═════ Data in this exercise
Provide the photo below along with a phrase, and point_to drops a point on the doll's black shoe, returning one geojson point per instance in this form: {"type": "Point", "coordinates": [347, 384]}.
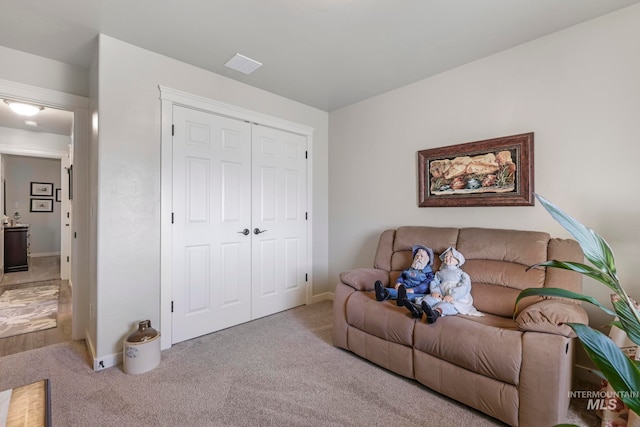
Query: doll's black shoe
{"type": "Point", "coordinates": [432, 314]}
{"type": "Point", "coordinates": [402, 295]}
{"type": "Point", "coordinates": [416, 311]}
{"type": "Point", "coordinates": [381, 293]}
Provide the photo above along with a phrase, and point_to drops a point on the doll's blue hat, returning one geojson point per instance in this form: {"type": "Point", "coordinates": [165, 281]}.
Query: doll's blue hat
{"type": "Point", "coordinates": [415, 249]}
{"type": "Point", "coordinates": [457, 255]}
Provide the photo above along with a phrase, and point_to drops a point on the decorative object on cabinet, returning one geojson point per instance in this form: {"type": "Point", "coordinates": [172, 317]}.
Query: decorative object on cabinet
{"type": "Point", "coordinates": [41, 189]}
{"type": "Point", "coordinates": [493, 172]}
{"type": "Point", "coordinates": [41, 205]}
{"type": "Point", "coordinates": [16, 248]}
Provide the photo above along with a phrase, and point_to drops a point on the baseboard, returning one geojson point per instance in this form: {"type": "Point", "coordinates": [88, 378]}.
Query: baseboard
{"type": "Point", "coordinates": [103, 362]}
{"type": "Point", "coordinates": [42, 254]}
{"type": "Point", "coordinates": [327, 296]}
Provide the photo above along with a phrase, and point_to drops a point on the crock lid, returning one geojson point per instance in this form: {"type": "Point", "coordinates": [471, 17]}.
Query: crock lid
{"type": "Point", "coordinates": [144, 333]}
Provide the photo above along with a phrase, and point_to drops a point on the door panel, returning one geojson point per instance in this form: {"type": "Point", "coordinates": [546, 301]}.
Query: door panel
{"type": "Point", "coordinates": [279, 207]}
{"type": "Point", "coordinates": [230, 176]}
{"type": "Point", "coordinates": [211, 205]}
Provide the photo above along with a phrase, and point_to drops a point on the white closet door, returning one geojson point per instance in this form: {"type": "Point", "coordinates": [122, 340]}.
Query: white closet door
{"type": "Point", "coordinates": [211, 280]}
{"type": "Point", "coordinates": [279, 223]}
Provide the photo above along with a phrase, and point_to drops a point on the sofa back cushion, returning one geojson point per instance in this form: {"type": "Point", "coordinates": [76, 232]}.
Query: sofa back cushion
{"type": "Point", "coordinates": [496, 260]}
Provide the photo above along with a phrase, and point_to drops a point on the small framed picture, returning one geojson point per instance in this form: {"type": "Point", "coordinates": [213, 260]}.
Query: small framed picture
{"type": "Point", "coordinates": [41, 205]}
{"type": "Point", "coordinates": [42, 189]}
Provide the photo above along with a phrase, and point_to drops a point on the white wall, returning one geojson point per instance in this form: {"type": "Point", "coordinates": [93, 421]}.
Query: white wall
{"type": "Point", "coordinates": [37, 71]}
{"type": "Point", "coordinates": [128, 224]}
{"type": "Point", "coordinates": [578, 90]}
{"type": "Point", "coordinates": [30, 141]}
{"type": "Point", "coordinates": [44, 228]}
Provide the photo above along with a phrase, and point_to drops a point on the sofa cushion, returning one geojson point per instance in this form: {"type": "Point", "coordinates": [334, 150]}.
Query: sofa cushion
{"type": "Point", "coordinates": [514, 246]}
{"type": "Point", "coordinates": [476, 345]}
{"type": "Point", "coordinates": [437, 238]}
{"type": "Point", "coordinates": [550, 316]}
{"type": "Point", "coordinates": [383, 319]}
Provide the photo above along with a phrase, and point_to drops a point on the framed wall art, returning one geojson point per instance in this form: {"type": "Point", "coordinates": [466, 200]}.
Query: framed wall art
{"type": "Point", "coordinates": [42, 189]}
{"type": "Point", "coordinates": [41, 205]}
{"type": "Point", "coordinates": [493, 172]}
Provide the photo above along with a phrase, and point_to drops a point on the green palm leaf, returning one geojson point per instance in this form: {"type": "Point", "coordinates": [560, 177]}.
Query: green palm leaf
{"type": "Point", "coordinates": [595, 248]}
{"type": "Point", "coordinates": [621, 372]}
{"type": "Point", "coordinates": [628, 319]}
{"type": "Point", "coordinates": [582, 269]}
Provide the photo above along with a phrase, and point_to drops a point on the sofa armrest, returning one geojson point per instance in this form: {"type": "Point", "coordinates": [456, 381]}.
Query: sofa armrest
{"type": "Point", "coordinates": [363, 279]}
{"type": "Point", "coordinates": [550, 316]}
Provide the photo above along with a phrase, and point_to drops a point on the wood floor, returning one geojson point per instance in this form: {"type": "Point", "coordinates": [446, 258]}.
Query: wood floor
{"type": "Point", "coordinates": [32, 340]}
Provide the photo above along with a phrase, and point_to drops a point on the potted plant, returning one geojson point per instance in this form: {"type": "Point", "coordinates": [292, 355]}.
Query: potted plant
{"type": "Point", "coordinates": [622, 373]}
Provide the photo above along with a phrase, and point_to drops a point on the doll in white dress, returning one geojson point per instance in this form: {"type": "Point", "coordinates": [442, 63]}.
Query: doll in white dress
{"type": "Point", "coordinates": [450, 290]}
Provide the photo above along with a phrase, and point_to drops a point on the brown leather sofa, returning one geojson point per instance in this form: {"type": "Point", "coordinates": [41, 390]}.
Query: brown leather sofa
{"type": "Point", "coordinates": [516, 370]}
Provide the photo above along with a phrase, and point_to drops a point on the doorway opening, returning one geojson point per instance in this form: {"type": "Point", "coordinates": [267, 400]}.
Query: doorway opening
{"type": "Point", "coordinates": [43, 205]}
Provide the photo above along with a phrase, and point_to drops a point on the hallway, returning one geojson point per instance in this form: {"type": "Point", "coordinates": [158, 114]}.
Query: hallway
{"type": "Point", "coordinates": [42, 271]}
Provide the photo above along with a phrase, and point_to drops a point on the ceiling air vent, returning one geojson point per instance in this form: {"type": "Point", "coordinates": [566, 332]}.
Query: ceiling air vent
{"type": "Point", "coordinates": [243, 64]}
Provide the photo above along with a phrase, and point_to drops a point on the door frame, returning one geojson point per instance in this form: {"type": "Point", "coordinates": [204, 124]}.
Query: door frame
{"type": "Point", "coordinates": [79, 106]}
{"type": "Point", "coordinates": [170, 97]}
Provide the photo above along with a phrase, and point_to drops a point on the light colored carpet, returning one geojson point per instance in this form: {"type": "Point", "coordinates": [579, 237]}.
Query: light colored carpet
{"type": "Point", "coordinates": [40, 269]}
{"type": "Point", "coordinates": [282, 370]}
{"type": "Point", "coordinates": [28, 309]}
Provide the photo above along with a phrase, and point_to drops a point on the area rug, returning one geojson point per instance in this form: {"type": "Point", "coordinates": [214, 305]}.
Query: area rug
{"type": "Point", "coordinates": [28, 309]}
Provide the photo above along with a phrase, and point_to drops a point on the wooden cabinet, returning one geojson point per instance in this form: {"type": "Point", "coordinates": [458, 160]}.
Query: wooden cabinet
{"type": "Point", "coordinates": [16, 249]}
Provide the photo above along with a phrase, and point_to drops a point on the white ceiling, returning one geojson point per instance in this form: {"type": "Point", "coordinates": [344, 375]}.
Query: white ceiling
{"type": "Point", "coordinates": [323, 53]}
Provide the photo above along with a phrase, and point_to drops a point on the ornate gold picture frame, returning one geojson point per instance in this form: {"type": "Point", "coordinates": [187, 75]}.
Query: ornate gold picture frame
{"type": "Point", "coordinates": [493, 172]}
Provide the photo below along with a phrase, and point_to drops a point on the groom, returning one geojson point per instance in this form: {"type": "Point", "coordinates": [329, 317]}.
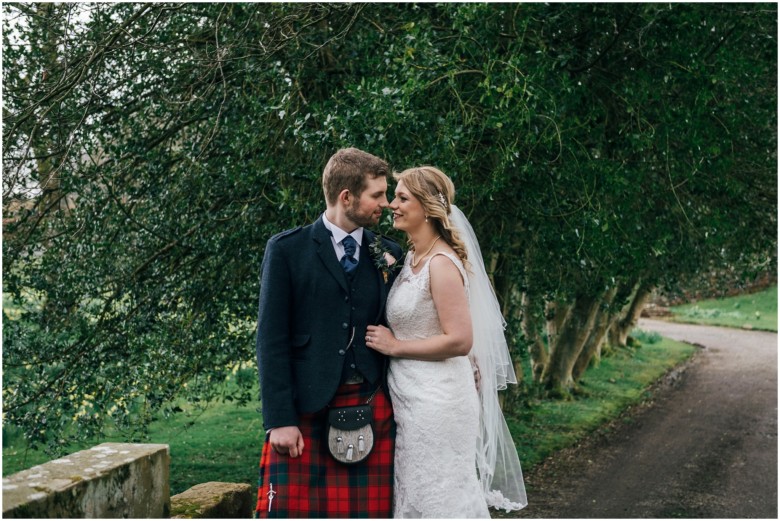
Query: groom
{"type": "Point", "coordinates": [320, 289]}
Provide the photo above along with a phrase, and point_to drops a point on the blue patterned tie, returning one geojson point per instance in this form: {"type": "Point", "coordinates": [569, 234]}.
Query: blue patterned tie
{"type": "Point", "coordinates": [348, 261]}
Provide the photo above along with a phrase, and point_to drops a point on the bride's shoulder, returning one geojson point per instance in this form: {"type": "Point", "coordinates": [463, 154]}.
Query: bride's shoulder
{"type": "Point", "coordinates": [446, 261]}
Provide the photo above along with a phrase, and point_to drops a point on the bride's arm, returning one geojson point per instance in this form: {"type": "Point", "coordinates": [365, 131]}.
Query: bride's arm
{"type": "Point", "coordinates": [449, 297]}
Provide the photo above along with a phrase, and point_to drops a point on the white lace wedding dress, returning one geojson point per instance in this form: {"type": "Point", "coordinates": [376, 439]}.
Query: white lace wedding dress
{"type": "Point", "coordinates": [436, 409]}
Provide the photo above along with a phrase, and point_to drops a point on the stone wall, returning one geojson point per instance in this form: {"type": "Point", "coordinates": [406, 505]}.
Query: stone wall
{"type": "Point", "coordinates": [112, 480]}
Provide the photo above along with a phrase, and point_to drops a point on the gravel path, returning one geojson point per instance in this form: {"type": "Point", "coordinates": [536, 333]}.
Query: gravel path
{"type": "Point", "coordinates": [705, 447]}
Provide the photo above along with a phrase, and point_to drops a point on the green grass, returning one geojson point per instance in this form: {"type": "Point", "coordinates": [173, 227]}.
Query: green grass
{"type": "Point", "coordinates": [620, 380]}
{"type": "Point", "coordinates": [757, 310]}
{"type": "Point", "coordinates": [224, 442]}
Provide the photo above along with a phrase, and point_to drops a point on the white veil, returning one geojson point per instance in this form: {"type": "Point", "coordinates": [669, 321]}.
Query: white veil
══════════
#### Task instructions:
Rewrite the rows from the line containing "green grass, returning" down through the last row, changing "white veil" to "bridal veil" and leaving everything else unchanged.

#### Output of the exercise:
Provide the photo above along with a phrase, and point_to drops a point on the green grass, returning one geojson point per instance in this form: {"type": "Point", "coordinates": [173, 227]}.
Query: green grass
{"type": "Point", "coordinates": [620, 380]}
{"type": "Point", "coordinates": [757, 310]}
{"type": "Point", "coordinates": [224, 442]}
Provide the photo above along with a phrase, and point_to drops a point on the bridal veil, returning one geojson point per instance in this form: {"type": "Point", "coordinates": [669, 321]}.
Query: bridal veil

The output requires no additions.